[Contour labeling rows]
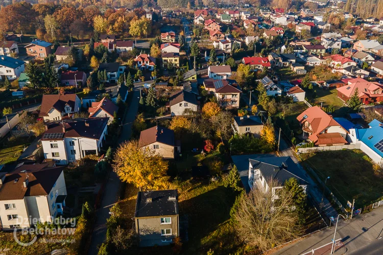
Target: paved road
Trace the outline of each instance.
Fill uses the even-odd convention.
[[[132,133],[132,124],[138,110],[139,87],[142,87],[144,83],[151,84],[154,82],[154,81],[150,81],[134,84],[133,98],[130,105],[129,106],[129,109],[123,123],[121,135],[118,140],[119,144],[129,140],[130,138]],[[97,255],[98,253],[99,247],[105,240],[107,231],[106,219],[109,217],[109,208],[117,201],[119,184],[120,181],[116,173],[113,171],[110,172],[103,195],[101,208],[97,212],[97,220],[92,234],[92,239],[88,252],[90,255]]]
[[[278,132],[279,131],[276,130],[277,137],[278,137]],[[310,176],[307,173],[306,170],[301,166],[299,164],[299,161],[298,160],[297,158],[295,157],[295,154],[293,151],[292,149],[289,145],[288,143],[283,139],[283,137],[281,136],[280,144],[279,145],[280,155],[281,156],[290,156],[293,161],[295,162],[298,167],[301,169],[302,172],[303,173],[308,183],[310,184],[309,186],[308,187],[308,192],[312,195],[312,196],[314,198],[317,203],[319,205],[322,201],[322,191],[319,189],[316,183],[310,177]],[[326,197],[323,197],[323,208],[322,210],[327,217],[330,218],[330,217],[333,217],[336,218],[338,216],[338,212],[332,207],[331,203],[328,201]]]
[[[344,245],[337,250],[335,254],[383,254],[383,238],[378,239],[383,229],[382,215],[383,207],[354,217],[351,220],[340,220],[335,240],[340,239]],[[273,254],[296,255],[310,251],[312,249],[317,249],[331,242],[334,237],[334,227],[332,226],[283,247]]]

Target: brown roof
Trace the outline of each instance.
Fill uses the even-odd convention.
[[[15,42],[14,41],[3,41],[0,42],[0,48],[9,48]]]
[[[43,95],[41,107],[39,116],[47,116],[48,112],[52,108],[60,112],[62,112],[67,104],[72,108],[75,107],[75,103],[77,95],[76,94],[58,94],[57,95]]]
[[[86,137],[98,140],[101,137],[109,118],[92,118],[83,120],[53,122],[48,124],[41,140],[62,140],[62,137]],[[61,134],[50,136],[49,134]]]
[[[118,111],[118,107],[106,97],[104,97],[99,102],[92,102],[91,107],[89,107],[88,112],[90,114],[89,117],[97,113],[99,110],[103,110],[104,112],[108,114],[110,117],[113,117],[114,112]],[[106,117],[106,116],[105,116]]]
[[[6,174],[4,183],[0,184],[0,200],[48,195],[64,169],[62,166],[49,167],[49,165],[25,164]],[[29,183],[25,188],[23,183],[27,177]]]
[[[141,131],[138,141],[140,147],[149,145],[156,142],[175,146],[174,132],[159,125]]]

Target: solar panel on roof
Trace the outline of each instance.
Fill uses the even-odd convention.
[[[377,142],[374,147],[378,149],[380,152],[383,152],[383,139]]]

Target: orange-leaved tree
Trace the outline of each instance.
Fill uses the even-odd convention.
[[[116,151],[113,168],[119,178],[140,190],[166,188],[168,163],[149,147],[140,147],[136,140],[126,142]]]

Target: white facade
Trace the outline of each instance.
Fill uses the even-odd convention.
[[[55,203],[57,196],[66,194],[64,172],[62,171],[47,195],[25,196],[22,199],[0,201],[2,227],[10,229],[30,227],[32,224],[31,220],[33,219],[37,219],[41,222],[52,222],[58,214]],[[9,204],[12,204],[12,208],[7,209],[5,205]],[[12,218],[8,219],[9,215],[13,215]]]
[[[87,154],[87,151],[95,151],[98,155],[107,134],[106,125],[101,136],[95,139],[64,137],[60,140],[41,141],[44,158],[59,161],[57,165],[67,165],[91,153]]]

### Work instructions
Rewrite the part of the rows that begins with the line containing "Target: orange-leaved tree" and runs through the last row as a numbered list, leaving out any blank lines.

### Output of the task
1. Target: orange-leaved tree
2. Trace the outline of each instance.
3. Fill uses the even-odd convention.
4. [[[116,151],[113,168],[119,178],[140,190],[166,188],[168,163],[149,147],[140,147],[136,140],[126,142]]]
5. Target: white facade
6. Trace the outline of each instance.
7. Fill uses the even-odd convention.
8. [[[55,203],[57,196],[66,194],[64,172],[62,171],[47,195],[25,196],[22,199],[0,201],[2,227],[10,229],[30,227],[32,224],[31,220],[33,219],[37,219],[41,222],[52,222],[58,214]],[[9,204],[12,204],[12,208],[7,209],[5,205]],[[12,218],[8,219],[9,215],[13,215]]]
9. [[[87,154],[87,151],[95,151],[98,155],[107,134],[106,125],[101,136],[95,139],[64,137],[60,140],[41,141],[44,158],[59,161],[57,165],[67,165],[91,153]]]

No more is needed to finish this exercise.